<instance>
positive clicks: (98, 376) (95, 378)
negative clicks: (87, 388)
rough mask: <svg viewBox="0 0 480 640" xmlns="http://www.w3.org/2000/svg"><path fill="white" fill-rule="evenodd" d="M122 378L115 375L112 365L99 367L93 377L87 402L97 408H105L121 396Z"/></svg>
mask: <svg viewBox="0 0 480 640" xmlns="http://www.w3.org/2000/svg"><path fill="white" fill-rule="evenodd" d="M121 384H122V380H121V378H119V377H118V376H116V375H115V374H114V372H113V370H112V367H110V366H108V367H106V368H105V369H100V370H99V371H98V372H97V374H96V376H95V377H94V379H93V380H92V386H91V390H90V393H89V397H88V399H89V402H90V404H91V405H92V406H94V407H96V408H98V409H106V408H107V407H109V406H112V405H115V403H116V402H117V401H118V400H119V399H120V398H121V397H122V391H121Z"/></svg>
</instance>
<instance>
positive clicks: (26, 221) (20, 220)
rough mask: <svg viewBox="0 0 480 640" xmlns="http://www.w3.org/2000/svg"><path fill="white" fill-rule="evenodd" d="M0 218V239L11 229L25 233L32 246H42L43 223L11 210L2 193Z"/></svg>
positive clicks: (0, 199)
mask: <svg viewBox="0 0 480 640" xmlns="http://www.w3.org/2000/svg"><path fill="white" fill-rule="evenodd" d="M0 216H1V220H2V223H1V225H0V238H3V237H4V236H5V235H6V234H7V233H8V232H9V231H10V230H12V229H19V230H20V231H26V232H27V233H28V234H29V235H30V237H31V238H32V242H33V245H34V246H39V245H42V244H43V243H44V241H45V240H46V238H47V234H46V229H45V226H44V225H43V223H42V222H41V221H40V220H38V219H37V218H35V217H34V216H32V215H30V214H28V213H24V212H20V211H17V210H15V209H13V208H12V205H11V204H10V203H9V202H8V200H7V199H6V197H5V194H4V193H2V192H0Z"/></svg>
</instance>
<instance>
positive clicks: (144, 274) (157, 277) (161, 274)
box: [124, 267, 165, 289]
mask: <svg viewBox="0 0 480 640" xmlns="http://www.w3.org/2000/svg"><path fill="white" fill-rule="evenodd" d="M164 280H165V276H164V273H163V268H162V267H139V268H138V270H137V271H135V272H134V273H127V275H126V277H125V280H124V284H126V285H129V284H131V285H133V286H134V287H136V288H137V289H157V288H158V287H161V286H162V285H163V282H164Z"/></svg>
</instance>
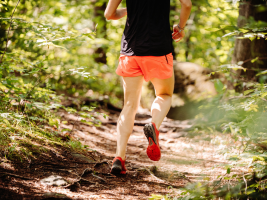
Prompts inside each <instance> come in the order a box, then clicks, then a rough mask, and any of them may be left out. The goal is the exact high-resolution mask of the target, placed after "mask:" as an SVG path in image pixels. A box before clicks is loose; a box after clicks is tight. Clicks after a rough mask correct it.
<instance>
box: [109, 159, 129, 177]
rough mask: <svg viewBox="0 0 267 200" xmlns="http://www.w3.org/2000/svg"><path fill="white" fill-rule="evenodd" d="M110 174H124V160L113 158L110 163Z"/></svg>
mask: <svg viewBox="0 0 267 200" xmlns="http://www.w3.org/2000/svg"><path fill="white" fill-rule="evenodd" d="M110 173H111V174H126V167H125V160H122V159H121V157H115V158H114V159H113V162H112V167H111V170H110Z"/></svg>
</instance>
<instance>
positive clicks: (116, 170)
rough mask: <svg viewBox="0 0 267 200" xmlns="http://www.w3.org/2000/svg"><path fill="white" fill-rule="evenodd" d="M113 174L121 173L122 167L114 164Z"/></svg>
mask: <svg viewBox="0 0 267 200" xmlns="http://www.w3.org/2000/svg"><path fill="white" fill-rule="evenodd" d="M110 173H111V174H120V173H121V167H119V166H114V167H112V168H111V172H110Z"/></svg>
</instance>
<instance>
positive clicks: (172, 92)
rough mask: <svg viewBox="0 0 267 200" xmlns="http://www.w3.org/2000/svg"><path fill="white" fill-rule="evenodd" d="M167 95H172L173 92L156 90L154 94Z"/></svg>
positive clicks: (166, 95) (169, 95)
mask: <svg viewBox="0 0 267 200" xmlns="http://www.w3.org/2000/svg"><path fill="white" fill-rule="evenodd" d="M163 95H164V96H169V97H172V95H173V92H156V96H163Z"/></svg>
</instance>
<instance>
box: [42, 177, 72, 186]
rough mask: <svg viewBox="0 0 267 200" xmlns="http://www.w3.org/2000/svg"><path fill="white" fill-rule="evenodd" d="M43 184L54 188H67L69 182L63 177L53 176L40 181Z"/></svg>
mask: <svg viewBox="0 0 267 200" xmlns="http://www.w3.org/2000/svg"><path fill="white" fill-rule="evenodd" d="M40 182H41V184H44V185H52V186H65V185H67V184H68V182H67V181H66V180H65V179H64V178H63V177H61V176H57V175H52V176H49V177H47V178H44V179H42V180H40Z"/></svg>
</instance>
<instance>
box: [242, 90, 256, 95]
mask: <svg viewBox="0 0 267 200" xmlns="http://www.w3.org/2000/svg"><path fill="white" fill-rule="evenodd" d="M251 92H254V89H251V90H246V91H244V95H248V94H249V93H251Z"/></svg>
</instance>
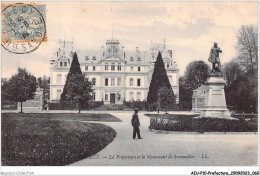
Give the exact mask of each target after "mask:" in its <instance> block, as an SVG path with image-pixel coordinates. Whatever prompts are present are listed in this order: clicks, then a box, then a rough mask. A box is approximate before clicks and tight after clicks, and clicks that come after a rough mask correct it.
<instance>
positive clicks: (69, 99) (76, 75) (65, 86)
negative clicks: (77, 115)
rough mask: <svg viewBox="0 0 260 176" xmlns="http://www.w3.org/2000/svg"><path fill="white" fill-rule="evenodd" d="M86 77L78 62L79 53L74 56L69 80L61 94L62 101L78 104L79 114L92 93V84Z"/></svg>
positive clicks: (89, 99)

------------------------------------------------

PROBLEM TO SOLVE = Render every line of the records above as a numbered list, skipping any blank lines. Leave the pictures out of your answer.

FINAL ANSWER =
1. <instance>
2. positive clicks: (98, 376) (95, 378)
3. negative clicks: (87, 388)
4. rough mask: <svg viewBox="0 0 480 640" xmlns="http://www.w3.org/2000/svg"><path fill="white" fill-rule="evenodd" d="M122 378L115 375L112 365L99 367L93 377L87 402L97 408H105L121 396Z"/></svg>
5. mask: <svg viewBox="0 0 480 640" xmlns="http://www.w3.org/2000/svg"><path fill="white" fill-rule="evenodd" d="M121 384H122V380H121V378H119V377H118V376H116V375H115V374H114V372H113V370H112V367H110V366H108V367H106V368H105V369H100V370H99V371H98V372H97V374H96V376H95V377H94V379H93V380H92V386H91V390H90V393H89V397H88V399H89V402H90V404H91V405H92V406H94V407H96V408H98V409H106V408H107V407H109V406H112V405H115V403H116V402H117V401H118V400H119V399H120V398H121V397H122V391H121Z"/></svg>
6. </instance>
7. <instance>
8. positive clicks: (26, 221) (20, 220)
9. rough mask: <svg viewBox="0 0 480 640" xmlns="http://www.w3.org/2000/svg"><path fill="white" fill-rule="evenodd" d="M0 218V239L11 229L25 233L32 246H42L43 223L11 210L2 193Z"/></svg>
10. positive clicks: (0, 199)
11. mask: <svg viewBox="0 0 480 640" xmlns="http://www.w3.org/2000/svg"><path fill="white" fill-rule="evenodd" d="M0 216H1V220H2V223H1V225H0V238H3V237H4V236H5V235H6V234H7V233H8V232H9V231H10V230H12V229H19V230H20V231H26V232H27V233H28V234H29V235H30V237H31V238H32V242H33V245H34V246H39V245H42V244H43V243H44V241H45V240H46V238H47V234H46V229H45V226H44V225H43V223H42V222H41V221H40V220H38V219H37V218H35V217H34V216H32V215H30V214H28V213H24V212H20V211H17V210H15V209H13V208H12V205H11V204H10V203H9V202H8V200H7V199H6V197H5V194H4V193H2V192H0Z"/></svg>
12. </instance>
13. <instance>
14. positive clicks: (144, 274) (157, 277) (161, 274)
15. box: [124, 267, 165, 289]
16. mask: <svg viewBox="0 0 480 640" xmlns="http://www.w3.org/2000/svg"><path fill="white" fill-rule="evenodd" d="M164 280H165V276H164V273H163V268H162V267H139V268H138V270H137V271H135V272H134V273H127V275H126V277H125V280H124V284H126V285H129V284H131V285H133V286H134V287H136V288H137V289H157V288H158V287H161V286H162V285H163V282H164Z"/></svg>
17. </instance>
18. Prompts inside each <instance> come in the order a box, then clicks, then a rough mask, and any of them may be left out. The goal is the exact high-resolution mask of the target, placed after "mask:" as an SVG path in image pixels. A box before clicks is loose; a box after clicks is tight. Clicks after a rough mask correct it.
19. <instance>
20. box: [109, 159, 129, 177]
21. rough mask: <svg viewBox="0 0 267 200" xmlns="http://www.w3.org/2000/svg"><path fill="white" fill-rule="evenodd" d="M110 174H124V160L113 158L110 163Z"/></svg>
22. mask: <svg viewBox="0 0 267 200" xmlns="http://www.w3.org/2000/svg"><path fill="white" fill-rule="evenodd" d="M110 173H111V174H126V167H125V160H122V159H121V157H115V158H114V159H113V162H112V167H111V170H110Z"/></svg>
23. </instance>
24. <instance>
25. positive clicks: (116, 170)
26. rough mask: <svg viewBox="0 0 267 200" xmlns="http://www.w3.org/2000/svg"><path fill="white" fill-rule="evenodd" d="M113 174L121 173L122 167L114 164Z"/></svg>
27. mask: <svg viewBox="0 0 267 200" xmlns="http://www.w3.org/2000/svg"><path fill="white" fill-rule="evenodd" d="M110 173H111V174H120V173H121V167H119V166H114V167H112V168H111V172H110Z"/></svg>
28. </instance>
29. <instance>
30. positive clicks: (172, 92)
31. rough mask: <svg viewBox="0 0 267 200" xmlns="http://www.w3.org/2000/svg"><path fill="white" fill-rule="evenodd" d="M167 95H172L173 92L156 90L154 94Z"/></svg>
32. positive clicks: (166, 95) (169, 95)
33. mask: <svg viewBox="0 0 267 200" xmlns="http://www.w3.org/2000/svg"><path fill="white" fill-rule="evenodd" d="M163 95H164V96H169V97H172V95H173V92H156V96H163Z"/></svg>
34. </instance>
35. <instance>
36. box: [42, 177, 72, 186]
37. rough mask: <svg viewBox="0 0 267 200" xmlns="http://www.w3.org/2000/svg"><path fill="white" fill-rule="evenodd" d="M43 184L54 188H67L69 182L63 177L53 176L40 181Z"/></svg>
38. mask: <svg viewBox="0 0 267 200" xmlns="http://www.w3.org/2000/svg"><path fill="white" fill-rule="evenodd" d="M40 182H41V184H44V185H52V186H65V185H67V184H68V182H67V181H66V180H65V179H64V178H63V177H61V176H57V175H52V176H49V177H47V178H44V179H42V180H40Z"/></svg>
39. </instance>
40. <instance>
41. box: [242, 90, 256, 95]
42. mask: <svg viewBox="0 0 267 200" xmlns="http://www.w3.org/2000/svg"><path fill="white" fill-rule="evenodd" d="M251 92H254V89H251V90H246V91H244V95H248V94H249V93H251Z"/></svg>
43. </instance>
44. Give the exact mask of each target after "mask:" in its <instance> block, as an SVG path with image-pixel coordinates. Whatever prompts are present are listed in this order: clicks, then a box, then a rough mask. A box is approximate before clicks and tight after clicks, and clicks that come after a rough mask correct it.
45. <instance>
46. positive clicks: (69, 99) (76, 75) (65, 86)
47. negative clicks: (77, 115)
48. rough mask: <svg viewBox="0 0 260 176" xmlns="http://www.w3.org/2000/svg"><path fill="white" fill-rule="evenodd" d="M86 77L78 62L79 53L74 56L69 80L61 94L62 101L78 104L79 114L92 93V84Z"/></svg>
49. positive clicks: (89, 99)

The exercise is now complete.